* [Source document]:
_ _ _
# Using a Macro in MS Excel to produce a report



## peteyb (Apr 20, 2007)

Hi all

I have created an excel spreadsheet that has a series of questions, each having a drop down list in the answer column. Yes, No and N/A are the only answers available.

Is it possible to set up a button that prints a report of all the questions that have been answered No?

If this is possible, how?

Thanks


----------



## Glaswegian (Sep 16, 2005)

Hi

Yes, entirely possible.

You would create some code that would check the values in the relevant column, and if all are "No" then print a report. What version of Excel are you using? Is the 'Report' already pre-formatted and ready for printing? What are the relevant ranges? What is the relevant sheet name? What case are the answers - upper case sentence case, lower case? How did you create the drop downs - forms toolbar or Control Toolbox?

Lot's of info required...:grin:


----------



## peteyb (Apr 20, 2007)

Hi

I will clarify what I need then answer your questions.

1. The code should not pick out if ALL are No. The code should see which ones are NO, see the adjacent question then create a statements in the report based around those questions.

2. I am using Excel 2003

3. I have not started the report.

4. I have uploaded a copy of the workbook which should help you understand the ranges, case and sheet names.

5. The dropdown boxes were created using the *Data > Validation > List *option


Once created the report must be enabled for each following column.
_ _ _
* [Task material]:
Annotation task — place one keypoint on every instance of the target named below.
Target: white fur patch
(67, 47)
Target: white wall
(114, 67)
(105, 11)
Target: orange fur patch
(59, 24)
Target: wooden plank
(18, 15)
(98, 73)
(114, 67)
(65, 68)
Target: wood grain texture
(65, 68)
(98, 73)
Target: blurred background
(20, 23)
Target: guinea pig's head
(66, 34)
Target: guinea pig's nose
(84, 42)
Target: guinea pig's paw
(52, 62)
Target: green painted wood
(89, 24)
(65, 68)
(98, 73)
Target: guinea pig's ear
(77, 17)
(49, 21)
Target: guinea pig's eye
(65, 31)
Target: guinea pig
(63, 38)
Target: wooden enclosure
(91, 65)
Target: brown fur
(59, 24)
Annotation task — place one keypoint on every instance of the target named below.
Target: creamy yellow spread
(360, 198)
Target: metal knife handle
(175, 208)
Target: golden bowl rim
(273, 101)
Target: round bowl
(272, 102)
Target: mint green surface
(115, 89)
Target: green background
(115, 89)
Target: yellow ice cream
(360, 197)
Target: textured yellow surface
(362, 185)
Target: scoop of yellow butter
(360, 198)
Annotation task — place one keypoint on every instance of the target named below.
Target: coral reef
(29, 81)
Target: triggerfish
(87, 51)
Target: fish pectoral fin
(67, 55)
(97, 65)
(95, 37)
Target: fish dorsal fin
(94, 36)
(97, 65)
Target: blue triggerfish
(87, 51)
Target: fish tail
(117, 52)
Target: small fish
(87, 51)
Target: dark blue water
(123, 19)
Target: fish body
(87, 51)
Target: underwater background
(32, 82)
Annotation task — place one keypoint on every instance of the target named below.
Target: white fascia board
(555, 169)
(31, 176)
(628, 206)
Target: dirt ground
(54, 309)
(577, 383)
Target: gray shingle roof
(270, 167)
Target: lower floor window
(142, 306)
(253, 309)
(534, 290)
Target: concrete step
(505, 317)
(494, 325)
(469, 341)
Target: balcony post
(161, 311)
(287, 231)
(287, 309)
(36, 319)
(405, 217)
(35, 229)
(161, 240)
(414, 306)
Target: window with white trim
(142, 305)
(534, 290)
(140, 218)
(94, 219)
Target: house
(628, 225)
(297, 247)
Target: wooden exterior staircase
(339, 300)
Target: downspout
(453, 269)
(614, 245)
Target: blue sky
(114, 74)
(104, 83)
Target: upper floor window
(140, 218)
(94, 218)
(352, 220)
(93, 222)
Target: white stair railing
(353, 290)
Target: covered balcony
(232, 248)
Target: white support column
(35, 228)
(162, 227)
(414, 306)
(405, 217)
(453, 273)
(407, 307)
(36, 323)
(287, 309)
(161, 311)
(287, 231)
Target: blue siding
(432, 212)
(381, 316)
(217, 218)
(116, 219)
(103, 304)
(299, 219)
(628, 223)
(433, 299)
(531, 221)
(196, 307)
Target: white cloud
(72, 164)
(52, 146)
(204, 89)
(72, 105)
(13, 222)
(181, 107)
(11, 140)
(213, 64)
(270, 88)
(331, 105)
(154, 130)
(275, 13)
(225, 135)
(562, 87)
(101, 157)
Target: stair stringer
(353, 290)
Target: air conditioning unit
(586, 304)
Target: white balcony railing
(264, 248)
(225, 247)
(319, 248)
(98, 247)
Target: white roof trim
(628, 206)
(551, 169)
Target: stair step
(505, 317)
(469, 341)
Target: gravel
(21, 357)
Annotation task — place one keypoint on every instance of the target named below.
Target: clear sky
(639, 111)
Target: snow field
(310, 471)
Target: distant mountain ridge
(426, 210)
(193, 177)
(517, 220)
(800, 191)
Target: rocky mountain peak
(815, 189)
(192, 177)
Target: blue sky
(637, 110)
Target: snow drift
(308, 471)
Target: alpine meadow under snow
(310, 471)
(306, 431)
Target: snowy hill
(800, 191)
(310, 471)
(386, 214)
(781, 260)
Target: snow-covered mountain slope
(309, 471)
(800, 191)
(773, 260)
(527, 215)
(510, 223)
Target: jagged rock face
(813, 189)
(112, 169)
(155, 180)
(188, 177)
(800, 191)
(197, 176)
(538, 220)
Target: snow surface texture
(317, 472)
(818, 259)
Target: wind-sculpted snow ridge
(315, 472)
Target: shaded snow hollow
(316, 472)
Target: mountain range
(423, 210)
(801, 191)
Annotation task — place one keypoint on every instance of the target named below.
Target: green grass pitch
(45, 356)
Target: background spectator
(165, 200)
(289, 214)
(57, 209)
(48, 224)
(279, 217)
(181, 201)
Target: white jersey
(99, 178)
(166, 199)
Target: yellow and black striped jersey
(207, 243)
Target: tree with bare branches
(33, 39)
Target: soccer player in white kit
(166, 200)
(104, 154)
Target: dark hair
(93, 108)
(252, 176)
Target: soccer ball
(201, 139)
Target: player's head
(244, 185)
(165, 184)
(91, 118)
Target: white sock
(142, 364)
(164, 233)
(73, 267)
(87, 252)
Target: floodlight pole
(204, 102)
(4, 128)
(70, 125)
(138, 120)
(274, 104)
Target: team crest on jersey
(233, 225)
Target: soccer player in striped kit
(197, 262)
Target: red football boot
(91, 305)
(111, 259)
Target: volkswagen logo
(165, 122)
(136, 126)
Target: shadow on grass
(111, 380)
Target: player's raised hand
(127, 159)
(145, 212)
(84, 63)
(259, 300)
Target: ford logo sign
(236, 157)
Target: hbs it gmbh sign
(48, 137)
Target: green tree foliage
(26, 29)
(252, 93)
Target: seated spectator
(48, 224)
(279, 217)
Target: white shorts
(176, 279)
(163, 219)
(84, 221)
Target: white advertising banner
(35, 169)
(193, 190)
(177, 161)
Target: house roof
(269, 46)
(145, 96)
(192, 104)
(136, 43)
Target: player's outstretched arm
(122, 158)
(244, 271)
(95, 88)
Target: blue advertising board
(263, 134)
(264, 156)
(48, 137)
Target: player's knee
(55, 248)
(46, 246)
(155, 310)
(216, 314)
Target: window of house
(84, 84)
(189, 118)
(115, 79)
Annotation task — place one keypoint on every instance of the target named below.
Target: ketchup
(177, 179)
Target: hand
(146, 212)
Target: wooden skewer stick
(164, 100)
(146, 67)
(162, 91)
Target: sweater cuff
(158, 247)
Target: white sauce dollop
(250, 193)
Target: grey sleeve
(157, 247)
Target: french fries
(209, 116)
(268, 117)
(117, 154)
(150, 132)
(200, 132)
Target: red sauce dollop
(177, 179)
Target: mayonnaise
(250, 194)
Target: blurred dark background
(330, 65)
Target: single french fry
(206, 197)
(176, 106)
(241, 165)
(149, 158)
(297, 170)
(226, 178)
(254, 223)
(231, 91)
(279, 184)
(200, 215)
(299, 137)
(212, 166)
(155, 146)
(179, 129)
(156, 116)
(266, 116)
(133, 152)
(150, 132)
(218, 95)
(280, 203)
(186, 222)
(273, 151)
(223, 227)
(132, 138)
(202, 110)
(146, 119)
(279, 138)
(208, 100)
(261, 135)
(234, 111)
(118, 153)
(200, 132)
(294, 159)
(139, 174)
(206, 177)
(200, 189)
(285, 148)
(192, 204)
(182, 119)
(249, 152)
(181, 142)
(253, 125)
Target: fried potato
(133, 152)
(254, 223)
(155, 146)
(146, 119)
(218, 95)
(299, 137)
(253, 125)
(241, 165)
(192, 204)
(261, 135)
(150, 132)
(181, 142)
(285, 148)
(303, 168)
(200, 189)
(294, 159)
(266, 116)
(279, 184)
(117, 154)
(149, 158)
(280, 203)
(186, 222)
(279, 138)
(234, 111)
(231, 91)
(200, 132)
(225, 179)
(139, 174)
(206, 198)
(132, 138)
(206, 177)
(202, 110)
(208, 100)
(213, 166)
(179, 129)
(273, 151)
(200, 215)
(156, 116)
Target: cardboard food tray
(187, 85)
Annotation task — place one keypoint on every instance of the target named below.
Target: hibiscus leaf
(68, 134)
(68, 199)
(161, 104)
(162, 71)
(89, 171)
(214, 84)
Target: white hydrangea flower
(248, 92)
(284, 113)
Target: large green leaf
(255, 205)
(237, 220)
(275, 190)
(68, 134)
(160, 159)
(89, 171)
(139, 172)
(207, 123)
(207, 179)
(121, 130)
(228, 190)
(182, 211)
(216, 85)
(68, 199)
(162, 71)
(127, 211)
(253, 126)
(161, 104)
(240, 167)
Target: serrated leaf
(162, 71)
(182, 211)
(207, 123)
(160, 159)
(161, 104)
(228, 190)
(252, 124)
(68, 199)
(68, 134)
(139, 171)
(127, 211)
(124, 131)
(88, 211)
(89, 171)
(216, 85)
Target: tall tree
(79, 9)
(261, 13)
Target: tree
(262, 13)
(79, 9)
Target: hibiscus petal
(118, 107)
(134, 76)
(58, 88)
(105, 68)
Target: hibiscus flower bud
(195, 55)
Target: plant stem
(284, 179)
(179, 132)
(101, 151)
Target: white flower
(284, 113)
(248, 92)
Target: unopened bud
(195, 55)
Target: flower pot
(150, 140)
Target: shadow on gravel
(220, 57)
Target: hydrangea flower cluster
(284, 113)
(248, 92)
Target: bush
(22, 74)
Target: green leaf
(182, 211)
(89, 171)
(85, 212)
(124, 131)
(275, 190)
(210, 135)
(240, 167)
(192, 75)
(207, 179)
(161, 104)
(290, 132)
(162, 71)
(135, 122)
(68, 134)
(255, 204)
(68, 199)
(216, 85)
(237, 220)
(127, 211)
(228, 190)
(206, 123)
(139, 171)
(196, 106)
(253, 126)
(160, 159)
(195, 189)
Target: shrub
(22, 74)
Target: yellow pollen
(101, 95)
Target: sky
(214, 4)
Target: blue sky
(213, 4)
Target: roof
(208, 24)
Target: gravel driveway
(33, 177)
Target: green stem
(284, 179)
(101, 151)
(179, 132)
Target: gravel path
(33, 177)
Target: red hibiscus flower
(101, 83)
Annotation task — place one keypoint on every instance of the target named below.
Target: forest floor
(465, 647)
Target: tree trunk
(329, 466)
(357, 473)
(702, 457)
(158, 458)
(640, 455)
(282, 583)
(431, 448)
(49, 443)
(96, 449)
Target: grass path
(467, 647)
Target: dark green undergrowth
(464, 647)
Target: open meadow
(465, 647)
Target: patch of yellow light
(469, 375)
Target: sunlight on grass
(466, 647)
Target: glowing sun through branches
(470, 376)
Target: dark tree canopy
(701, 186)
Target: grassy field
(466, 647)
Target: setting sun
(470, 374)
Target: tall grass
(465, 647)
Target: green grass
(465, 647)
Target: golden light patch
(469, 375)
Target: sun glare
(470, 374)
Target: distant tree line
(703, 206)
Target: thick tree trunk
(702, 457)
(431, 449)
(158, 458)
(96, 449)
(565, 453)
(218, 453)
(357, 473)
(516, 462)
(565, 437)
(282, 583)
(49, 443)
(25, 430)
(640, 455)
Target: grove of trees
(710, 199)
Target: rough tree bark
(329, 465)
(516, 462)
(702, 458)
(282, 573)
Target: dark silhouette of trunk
_ _ _
* [To-do list]:
1 > Copy everything in the forum thread from "I have created" down to "is possible, how?".
2 > How many lines of the entries contain the word "floor"? Give only the number.
The forum thread and the entries have nothing to do with each other.

* [Answers in order]:
1 >
I have created an excel spreadsheet that has a series of questions, each having a drop down list in the answer column. Yes, No and N/A are the only answers available.

Is it possible to set up a button that prints a report of all the questions that have been answered No?

If this is possible, how?

2 > 3